Objective :: Word for word, retype every entry in the listing.

Exercise data ::
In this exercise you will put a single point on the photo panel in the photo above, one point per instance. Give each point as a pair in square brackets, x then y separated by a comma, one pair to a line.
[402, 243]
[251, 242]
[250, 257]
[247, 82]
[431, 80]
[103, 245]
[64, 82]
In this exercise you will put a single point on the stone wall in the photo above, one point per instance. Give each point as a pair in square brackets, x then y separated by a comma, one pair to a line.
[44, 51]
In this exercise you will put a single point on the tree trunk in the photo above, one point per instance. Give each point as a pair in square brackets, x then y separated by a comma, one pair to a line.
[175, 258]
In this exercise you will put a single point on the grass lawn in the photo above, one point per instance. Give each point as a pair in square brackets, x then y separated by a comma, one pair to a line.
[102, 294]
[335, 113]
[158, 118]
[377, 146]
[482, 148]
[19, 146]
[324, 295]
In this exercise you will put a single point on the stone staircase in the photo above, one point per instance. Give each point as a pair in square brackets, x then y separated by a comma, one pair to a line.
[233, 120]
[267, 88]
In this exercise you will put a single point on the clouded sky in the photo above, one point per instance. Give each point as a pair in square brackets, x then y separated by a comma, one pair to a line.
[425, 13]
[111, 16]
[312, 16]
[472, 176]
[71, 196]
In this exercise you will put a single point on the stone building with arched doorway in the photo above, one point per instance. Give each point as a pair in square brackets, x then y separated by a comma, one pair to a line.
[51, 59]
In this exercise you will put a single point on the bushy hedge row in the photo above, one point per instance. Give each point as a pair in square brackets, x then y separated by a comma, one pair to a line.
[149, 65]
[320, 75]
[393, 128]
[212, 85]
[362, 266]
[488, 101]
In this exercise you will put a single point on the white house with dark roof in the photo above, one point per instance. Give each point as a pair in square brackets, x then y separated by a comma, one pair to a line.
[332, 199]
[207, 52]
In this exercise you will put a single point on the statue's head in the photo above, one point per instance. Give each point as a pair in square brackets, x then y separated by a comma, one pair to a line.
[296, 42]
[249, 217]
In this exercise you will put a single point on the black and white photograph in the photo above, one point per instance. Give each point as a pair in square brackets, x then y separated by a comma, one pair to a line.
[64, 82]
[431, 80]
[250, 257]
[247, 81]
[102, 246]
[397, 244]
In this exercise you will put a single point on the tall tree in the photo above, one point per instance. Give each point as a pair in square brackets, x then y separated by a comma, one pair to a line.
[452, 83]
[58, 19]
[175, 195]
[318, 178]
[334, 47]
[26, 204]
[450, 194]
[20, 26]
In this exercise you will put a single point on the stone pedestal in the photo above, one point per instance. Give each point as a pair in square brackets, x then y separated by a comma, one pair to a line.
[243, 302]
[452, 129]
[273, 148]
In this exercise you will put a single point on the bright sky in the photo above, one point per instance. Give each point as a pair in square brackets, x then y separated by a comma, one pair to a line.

Answer below ::
In this exercise you will put a single point on the photo panel in the photo above, one point per instance. Give each point as a pair in square brackets, x then y separated by a comma, one pair to a line.
[402, 243]
[251, 242]
[250, 257]
[247, 82]
[431, 80]
[103, 245]
[64, 82]
In this exercise you will put a single point on the stone wall in the photo above, one point per instance. Give each point as a pair in square brackets, x then y separated by a comma, one pair to a line.
[44, 51]
In this exercise you will put a single point on the tree trunk in the photo above, one point per instance. Give each point as a pair in square brackets, x then y separated by a comma, one pair to a line.
[175, 258]
In this exercise you will put a single point on the grass lawn in the photo above, one point per instance. Give each point as a pair in square brackets, x then y separated by a comma, one pair to a line.
[102, 294]
[335, 113]
[158, 118]
[377, 146]
[482, 148]
[19, 146]
[324, 295]
In this exercise you will put a single point on the stone staircase in the photo above, one point per instance. Give each point as a pair in square brackets, x then y separated by a comma, one pair to a line.
[233, 120]
[267, 88]
In this exercise you will put a single point on the clouded sky in the photo above, one point per instance. Give each point as a pair in square brackets, x then y separated by a comma, one pair to a line.
[425, 13]
[111, 16]
[312, 16]
[472, 176]
[71, 196]
In this exercise you will put a single point on the stone building with arched doorway in the photo above, one point per instance. Give each point as a pair in square brackets, x then y separated by a comma, one pair to a line.
[51, 59]
In this exercise you will put a single point on the bushy hedge row in the photo above, one point per instance. Give each point as a pair in square brackets, x then y separated by a comma, one pair to a line.
[149, 65]
[320, 75]
[393, 128]
[212, 85]
[362, 266]
[488, 101]
In this exercise you will put a single point on the white house with dark roof in the photo above, one point per instance. Give each point as a pair in square brackets, x then y separated by a comma, one pair to a line.
[332, 199]
[207, 52]
In this exercise you will put a single point on the statue's head in the photo above, one point per instance. Give each point as a pair in square brackets, x then y separated by a comma, one pair to a line.
[296, 42]
[249, 217]
In this exercise you will put a single point on the black and white photograph in the photo above, one point per instance. Give each point as a pair in square brackets, x then y separated by a comma, one pair to a line.
[64, 82]
[431, 80]
[250, 257]
[247, 81]
[102, 246]
[397, 244]
In this exercise you will put a single point on the tall tree in the photo above, one point per instance. Give each point as a pair in square brackets, x then y separated by a comma, one pair to a line.
[452, 83]
[58, 19]
[175, 195]
[318, 178]
[334, 47]
[26, 204]
[450, 194]
[20, 26]
In this exercise you will put a single point on the stone pedestal in the photo above, one point per instance. Give each point as a pair in square brackets, x then y separated by a comma, one pair to a line.
[243, 302]
[452, 129]
[273, 148]
In this exercise you will put a single point on the bright sky in the photo above, one point per instance. Give each point as a pair in square brackets, x then y separated by a comma, one pair to a line.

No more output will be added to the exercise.